§ **WHAT THE TASK ASKS**
Go through the records and report each line holding the string "white".
^^^^^^^^
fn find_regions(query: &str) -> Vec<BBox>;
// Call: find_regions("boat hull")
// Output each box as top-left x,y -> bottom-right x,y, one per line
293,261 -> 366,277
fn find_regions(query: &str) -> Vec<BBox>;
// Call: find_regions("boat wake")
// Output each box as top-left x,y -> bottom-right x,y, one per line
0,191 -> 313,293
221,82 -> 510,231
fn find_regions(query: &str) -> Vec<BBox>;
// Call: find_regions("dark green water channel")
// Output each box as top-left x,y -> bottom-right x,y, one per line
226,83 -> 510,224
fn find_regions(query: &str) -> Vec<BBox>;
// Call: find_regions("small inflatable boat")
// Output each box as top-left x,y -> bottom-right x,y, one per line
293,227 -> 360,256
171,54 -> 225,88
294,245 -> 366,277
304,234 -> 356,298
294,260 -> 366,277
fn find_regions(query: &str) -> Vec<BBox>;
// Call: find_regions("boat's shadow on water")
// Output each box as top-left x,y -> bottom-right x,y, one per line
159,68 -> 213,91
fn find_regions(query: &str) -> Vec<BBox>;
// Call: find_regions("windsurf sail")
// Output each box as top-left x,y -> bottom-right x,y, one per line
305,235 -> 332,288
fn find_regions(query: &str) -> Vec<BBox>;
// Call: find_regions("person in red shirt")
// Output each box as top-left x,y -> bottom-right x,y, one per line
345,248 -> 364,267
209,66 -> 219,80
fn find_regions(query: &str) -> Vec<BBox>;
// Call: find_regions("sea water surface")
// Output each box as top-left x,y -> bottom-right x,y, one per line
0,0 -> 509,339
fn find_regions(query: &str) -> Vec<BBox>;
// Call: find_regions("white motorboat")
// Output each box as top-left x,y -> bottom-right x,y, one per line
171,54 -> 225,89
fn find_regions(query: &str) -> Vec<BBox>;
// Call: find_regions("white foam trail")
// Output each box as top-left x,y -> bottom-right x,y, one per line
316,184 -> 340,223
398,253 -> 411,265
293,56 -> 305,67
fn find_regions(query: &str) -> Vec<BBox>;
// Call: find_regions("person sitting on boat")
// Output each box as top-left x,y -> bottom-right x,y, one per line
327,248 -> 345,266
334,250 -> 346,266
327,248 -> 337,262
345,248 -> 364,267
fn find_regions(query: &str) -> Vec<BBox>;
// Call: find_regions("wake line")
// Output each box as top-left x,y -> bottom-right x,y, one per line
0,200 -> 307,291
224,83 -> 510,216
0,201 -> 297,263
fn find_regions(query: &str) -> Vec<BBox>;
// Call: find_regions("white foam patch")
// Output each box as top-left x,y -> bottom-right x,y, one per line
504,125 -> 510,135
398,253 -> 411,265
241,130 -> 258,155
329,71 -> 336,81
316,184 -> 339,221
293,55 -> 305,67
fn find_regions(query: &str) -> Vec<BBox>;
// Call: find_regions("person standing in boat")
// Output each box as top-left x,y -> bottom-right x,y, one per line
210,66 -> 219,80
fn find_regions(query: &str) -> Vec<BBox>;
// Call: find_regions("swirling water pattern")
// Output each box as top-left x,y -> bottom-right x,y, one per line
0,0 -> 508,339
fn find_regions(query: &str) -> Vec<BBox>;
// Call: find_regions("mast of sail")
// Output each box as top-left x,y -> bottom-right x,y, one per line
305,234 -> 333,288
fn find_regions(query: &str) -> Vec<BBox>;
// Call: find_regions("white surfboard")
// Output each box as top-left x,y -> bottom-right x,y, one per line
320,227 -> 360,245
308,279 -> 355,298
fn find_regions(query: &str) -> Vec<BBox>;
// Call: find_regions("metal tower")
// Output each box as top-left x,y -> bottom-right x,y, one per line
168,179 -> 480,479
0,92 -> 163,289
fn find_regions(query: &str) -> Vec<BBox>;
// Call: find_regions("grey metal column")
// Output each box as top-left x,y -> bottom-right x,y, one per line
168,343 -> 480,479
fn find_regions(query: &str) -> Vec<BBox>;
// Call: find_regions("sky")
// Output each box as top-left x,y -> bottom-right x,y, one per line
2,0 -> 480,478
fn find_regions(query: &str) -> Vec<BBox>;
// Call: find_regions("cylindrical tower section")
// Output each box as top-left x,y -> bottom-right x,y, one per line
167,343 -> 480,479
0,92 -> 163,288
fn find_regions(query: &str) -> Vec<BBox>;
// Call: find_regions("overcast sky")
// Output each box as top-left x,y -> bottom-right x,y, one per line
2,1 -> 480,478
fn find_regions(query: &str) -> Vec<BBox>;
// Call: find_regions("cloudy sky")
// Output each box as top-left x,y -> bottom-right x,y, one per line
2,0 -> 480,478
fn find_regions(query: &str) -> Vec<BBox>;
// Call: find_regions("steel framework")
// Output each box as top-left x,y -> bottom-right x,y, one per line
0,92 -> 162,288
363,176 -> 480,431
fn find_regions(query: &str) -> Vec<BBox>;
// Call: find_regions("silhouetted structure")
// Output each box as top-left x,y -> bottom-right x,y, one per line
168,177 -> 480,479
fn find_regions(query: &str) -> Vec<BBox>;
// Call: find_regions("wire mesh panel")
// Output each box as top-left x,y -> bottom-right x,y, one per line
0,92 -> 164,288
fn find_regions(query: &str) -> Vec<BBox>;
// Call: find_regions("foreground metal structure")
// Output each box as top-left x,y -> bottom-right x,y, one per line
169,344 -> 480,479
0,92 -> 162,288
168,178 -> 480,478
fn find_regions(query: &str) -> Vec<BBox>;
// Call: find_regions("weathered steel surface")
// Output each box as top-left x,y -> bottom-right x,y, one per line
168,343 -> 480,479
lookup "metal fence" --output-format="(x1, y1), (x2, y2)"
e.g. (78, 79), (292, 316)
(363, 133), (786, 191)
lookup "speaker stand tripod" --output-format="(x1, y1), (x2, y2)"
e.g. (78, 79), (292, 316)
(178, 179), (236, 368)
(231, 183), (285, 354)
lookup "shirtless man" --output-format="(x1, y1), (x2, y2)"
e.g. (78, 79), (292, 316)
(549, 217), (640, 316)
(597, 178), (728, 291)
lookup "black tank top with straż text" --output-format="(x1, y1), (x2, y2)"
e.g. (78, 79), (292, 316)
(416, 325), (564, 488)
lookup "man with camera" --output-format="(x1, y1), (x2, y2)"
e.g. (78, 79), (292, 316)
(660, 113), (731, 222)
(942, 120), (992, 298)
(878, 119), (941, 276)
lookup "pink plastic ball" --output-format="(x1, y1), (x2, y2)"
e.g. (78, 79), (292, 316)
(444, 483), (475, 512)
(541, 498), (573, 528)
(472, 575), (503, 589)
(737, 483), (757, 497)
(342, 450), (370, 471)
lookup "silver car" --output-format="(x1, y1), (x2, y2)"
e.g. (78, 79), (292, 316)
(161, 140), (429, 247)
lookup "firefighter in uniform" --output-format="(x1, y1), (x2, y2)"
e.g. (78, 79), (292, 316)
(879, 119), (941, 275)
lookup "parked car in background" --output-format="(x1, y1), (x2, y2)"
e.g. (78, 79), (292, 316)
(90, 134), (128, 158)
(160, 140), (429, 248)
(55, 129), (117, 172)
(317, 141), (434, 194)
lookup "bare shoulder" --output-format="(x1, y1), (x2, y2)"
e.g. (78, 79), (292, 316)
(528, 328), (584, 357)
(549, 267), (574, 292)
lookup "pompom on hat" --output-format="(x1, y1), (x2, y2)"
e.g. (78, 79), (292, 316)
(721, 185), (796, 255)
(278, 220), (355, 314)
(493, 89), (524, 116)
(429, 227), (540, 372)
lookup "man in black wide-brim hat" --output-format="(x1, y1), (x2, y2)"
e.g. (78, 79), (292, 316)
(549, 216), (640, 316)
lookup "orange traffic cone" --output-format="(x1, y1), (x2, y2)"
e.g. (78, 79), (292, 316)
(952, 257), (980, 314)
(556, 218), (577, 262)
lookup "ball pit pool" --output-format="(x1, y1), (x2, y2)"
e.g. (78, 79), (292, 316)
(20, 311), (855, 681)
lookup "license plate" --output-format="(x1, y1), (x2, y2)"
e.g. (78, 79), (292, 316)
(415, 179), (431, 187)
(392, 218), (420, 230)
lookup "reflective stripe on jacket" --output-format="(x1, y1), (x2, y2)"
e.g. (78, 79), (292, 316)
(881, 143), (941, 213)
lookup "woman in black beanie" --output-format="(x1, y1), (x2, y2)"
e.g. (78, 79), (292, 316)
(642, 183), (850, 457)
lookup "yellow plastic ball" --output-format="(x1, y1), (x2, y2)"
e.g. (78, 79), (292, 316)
^^^^^^^^
§ **SOLVED PROBLEM**
// Call: find_regions("white motorboat")
// Call: find_regions("white foam trail")
// Call: find_regions("white foam patch")
// Call: find_regions("white surfboard")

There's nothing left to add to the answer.